- [Extract to read]
* BEGIN *
The NSA had already dispatched an initial team to southern Germany in early 2003. The agency stationed a half-dozen analysts at the its European headquarters in Stuttgart's Vaihingen neighborhood, where their work focused largely on North Africa. The analysts' aims, according to internal documents, included providing support to African governments in securing borders and ensuring that they didn't offer safe havens to terrorist organizations or their accomplices.
The work quickly bore fruit. It became increasingly easy to track the movements of suspicious persons in Mali, Mauritania and Algeria through the surveillance of satellite telephones. NSA workers passed information on to the US military's European Command, with some also being shared with individual governments in Africa. A US government document states that the intelligence insights have "been responsible for the capture or kill of over 40 terrorists and has helped achieve GWOT (Global War on Terror) and regional policy successes in Africa."
Is Germany an NSA Beachhead?
The documents in Snowden's archive raise the question of whether Germany has become a beachhead for America's deadly operations against suspected terrorists -- and whether the CIA and the American military use data collected in Germany in the deployment of its combat drones. When asked about this by SPIEGEL, the NSA declined to respond.
The operations of the NSA's analysts in Stuttgart were so successful that the intelligence agency quickly moved to expand its presence. In 2004, the Americans obtained approximately 1,000 square meters (10,750 square feet) of office space in Griesheim to host 59 workers who monitored communications in an effort to "optimize support to Theater operations" of the US Armed Forces. Ten years later, the center, although largely used by the military, has become the NSA's most important outpost in Europe -- with a mandate that goes far beyond providing support for the US military.
In 2011, around 240 intelligence service analysts were working at the Griesheim facility, known as the Dagger Complex. It was a "diverse mix of military service members, Department of the Army civilians, NSA civilians, and contractors," an internal document states. They were responsible for both collecting and analyzing international communication streams. One member of the NSA pointed out proudly that they were responsible for every step in the process: collection, processing, analyzing and distribution.
In May 2011, the installation was renamed the European Center for Cryptology (ECC) and the NSA integrated its Threat Operations Center, responsible for early danger identification, into the site. A total of 26 reconnaissance missions are managed from the Griesheim complex, which has since become the center of the "largest Analysis and Production activity in Europe," with satellite stations in Mons, Belgium, and in Great Britain. Internal documents indicate that the ECC is the operative intelligence arm of the NSA's European leadership in Stuttgart.


Part 2: Targets in Africa, Targets in Europe


Much of what happens in Griesheim is classic intelligence work and threat identification, but a presentation dating from 2012 suggests that European data streams are also monitored on a broad scale. One internal document states there are targets in Africa as well as targets in Europe. The reason being that "most terrorists stop thru Europe." For reconnaissance, the document mentions, the ECC relies on its own intelligence gathering as well as data and assistance from Britain's Government Communications Headquarters (GCHQ) intelligence service.
* END *
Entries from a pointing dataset
* BEGIN *
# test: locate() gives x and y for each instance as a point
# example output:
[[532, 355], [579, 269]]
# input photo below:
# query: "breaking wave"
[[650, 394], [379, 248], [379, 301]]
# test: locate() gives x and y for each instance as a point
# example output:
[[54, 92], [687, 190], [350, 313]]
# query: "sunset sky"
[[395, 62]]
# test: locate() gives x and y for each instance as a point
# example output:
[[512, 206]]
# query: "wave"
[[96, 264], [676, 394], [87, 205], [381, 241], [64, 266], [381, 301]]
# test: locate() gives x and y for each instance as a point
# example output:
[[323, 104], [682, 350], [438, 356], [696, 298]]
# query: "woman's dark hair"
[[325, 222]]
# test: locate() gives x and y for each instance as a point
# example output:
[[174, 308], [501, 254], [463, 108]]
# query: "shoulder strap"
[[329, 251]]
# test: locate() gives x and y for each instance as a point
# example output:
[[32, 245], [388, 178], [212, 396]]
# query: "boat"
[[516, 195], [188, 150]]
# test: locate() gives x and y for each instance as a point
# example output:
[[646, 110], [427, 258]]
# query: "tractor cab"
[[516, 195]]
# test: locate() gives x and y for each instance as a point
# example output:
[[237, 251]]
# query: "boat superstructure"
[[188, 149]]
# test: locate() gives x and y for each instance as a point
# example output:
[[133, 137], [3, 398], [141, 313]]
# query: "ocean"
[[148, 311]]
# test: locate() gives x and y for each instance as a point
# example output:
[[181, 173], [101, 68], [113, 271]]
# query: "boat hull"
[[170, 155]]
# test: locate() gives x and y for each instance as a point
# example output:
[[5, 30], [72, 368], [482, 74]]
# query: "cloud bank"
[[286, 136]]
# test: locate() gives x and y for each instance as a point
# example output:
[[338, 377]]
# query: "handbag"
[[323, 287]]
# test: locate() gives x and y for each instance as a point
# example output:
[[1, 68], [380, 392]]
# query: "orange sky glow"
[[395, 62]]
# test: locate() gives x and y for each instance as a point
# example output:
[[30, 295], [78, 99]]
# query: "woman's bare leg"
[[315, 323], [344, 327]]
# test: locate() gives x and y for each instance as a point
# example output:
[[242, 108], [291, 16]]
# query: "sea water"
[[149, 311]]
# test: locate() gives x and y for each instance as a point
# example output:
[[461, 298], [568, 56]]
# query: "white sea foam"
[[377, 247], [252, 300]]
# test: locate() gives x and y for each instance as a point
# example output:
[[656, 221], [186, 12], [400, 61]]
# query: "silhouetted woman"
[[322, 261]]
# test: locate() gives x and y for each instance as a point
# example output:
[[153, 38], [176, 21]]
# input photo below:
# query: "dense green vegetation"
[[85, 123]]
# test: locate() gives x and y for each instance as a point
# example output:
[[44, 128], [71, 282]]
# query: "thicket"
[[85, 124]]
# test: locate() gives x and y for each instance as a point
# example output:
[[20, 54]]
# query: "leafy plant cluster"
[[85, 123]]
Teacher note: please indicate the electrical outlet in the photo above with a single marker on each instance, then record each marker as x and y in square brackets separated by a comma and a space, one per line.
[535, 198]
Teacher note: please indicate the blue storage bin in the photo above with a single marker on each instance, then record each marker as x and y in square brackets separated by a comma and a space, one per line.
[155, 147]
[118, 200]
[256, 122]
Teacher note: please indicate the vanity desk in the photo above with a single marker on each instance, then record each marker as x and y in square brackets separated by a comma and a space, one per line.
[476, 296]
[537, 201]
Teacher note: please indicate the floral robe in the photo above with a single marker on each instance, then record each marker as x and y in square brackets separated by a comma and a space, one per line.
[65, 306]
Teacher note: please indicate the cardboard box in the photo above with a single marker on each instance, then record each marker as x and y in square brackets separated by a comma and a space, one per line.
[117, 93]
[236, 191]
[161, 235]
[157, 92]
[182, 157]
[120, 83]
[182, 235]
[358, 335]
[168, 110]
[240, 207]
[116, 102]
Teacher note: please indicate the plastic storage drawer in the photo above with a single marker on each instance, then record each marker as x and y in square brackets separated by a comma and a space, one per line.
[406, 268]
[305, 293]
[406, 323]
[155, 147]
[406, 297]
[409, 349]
* END *
- [Directions]
a) According to the NSA text, roughly how many intelligence analysts were working at the Griesheim facility in 2011?
b) List the groups that the NSA text names as making up the "diverse mix" of workers at the Dagger Complex.
c) Rewrite the part of the NSA text starting at "Is Germany an" and ending at "declined to respond.", putting "unmanned aircraft" in place of "drones".

- [Final answers]
a) Around 240 intelligence service analysts were working there.

b)
- Military service members
- Department of the Army civilians
- NSA civilians
- Contractors

c)
Is Germany an NSA Beachhead?
The documents in Snowden's archive raise the question of whether Germany has become a beachhead for America's deadly operations against suspected terrorists -- and whether the CIA and the American military use data collected in Germany in the deployment of its combat unmanned aircraft. When asked about this by SPIEGEL, the NSA declined to respond.